Reproduce the lines verbatim, beginning with the line that contains "on headstone present." and continuing through the last line below.

* [EXTRACTED DATA]

==*==

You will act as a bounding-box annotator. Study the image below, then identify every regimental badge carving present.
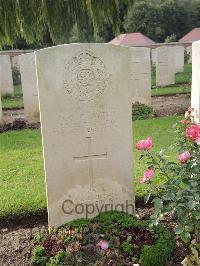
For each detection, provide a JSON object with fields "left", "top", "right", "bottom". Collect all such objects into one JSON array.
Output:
[{"left": 64, "top": 50, "right": 109, "bottom": 101}]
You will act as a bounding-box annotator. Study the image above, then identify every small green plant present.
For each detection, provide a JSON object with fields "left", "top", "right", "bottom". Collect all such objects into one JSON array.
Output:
[
  {"left": 122, "top": 241, "right": 134, "bottom": 255},
  {"left": 136, "top": 108, "right": 200, "bottom": 266},
  {"left": 132, "top": 102, "right": 155, "bottom": 121},
  {"left": 31, "top": 212, "right": 175, "bottom": 266},
  {"left": 47, "top": 251, "right": 71, "bottom": 266},
  {"left": 2, "top": 93, "right": 12, "bottom": 99},
  {"left": 140, "top": 226, "right": 176, "bottom": 266},
  {"left": 31, "top": 246, "right": 47, "bottom": 266}
]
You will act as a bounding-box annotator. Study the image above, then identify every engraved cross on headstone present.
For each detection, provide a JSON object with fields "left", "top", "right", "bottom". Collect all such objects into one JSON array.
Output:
[{"left": 74, "top": 137, "right": 107, "bottom": 189}]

==*==

* [FULL SOLUTION]
You will act as a bounding-box annotator. Study the image above, then identify every engraved cross on headstone present.
For each detection, provide a JSON object with fields "left", "top", "right", "bottom". Collect all such objects into one JSON array.
Output:
[{"left": 74, "top": 137, "right": 107, "bottom": 189}]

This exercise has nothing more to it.